====== Source document ======
This Week In AI Research (24-31 May 26) 🗓️

The top 10 AI research papers that you must know about this week.

Jun 01, 2026

10. Language Models Need Sleep

The attention mechanism in Transformer-based LLMs scales poorly with increasing context length due to its quadratic complexity.

This research paper proposes a sleep-like mechanism to address this problem, in which an LLM periodically converts recent context into persistent fast weights before clearing its KV cache.

These fast weights are implemented as State-space model (SSM) blocks, and during sleep, N offline recurrent passes over the accumulated context update these weights.

During inference, this shifts extra computation to sleep while preserving the latency of wake-time prediction.

When tested on synthetic tasks such as cellular automata, multi-hop graph retrieval, and a realistic math reasoning task, both regular transformers and vanilla SSM-attention hybrid models fail.

In contrast, this is not true for the sleep-augmented SSM-attention hybrid model, where increasing sleep duration (number of recurrent passes N) improves performance, with the largest gains on tasks that require deeper reasoning.

Read more about this research paper using this link.

Join the paid tier today to get access to all posts in this newsletter:

👾 What makes DeekSeek-V4 so good?
======
* **Work task A**: Write out the part of the AI research newsletter starting with "The top 10 AI" and going on through "its quadratic complexity.".
* **Work task B**: In the AI research newsletter, what are the fast weights in the proposed sleep-like mechanism implemented as?
Draw only on the AI research newsletter above.
====== Dataset content ======
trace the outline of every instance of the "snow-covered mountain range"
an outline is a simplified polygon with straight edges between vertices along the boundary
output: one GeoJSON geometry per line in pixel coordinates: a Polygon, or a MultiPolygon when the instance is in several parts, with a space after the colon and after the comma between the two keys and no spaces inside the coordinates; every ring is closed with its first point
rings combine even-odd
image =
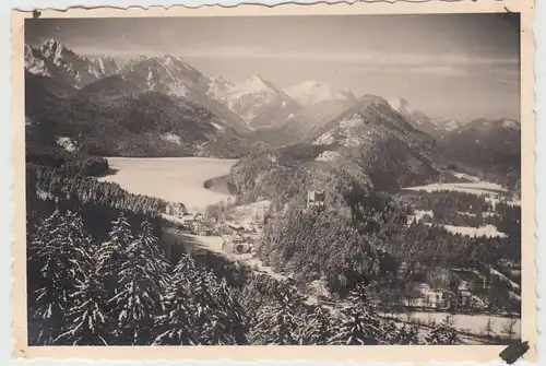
======
* **Answer A**:
The top 10 AI research papers that you must know about this week.

Jun 01, 2026

10. Language Models Need Sleep

The attention mechanism in Transformer-based LLMs scales poorly with increasing context length due to its quadratic complexity.

* **Answer B**: They are implemented as State-space model (SSM) blocks.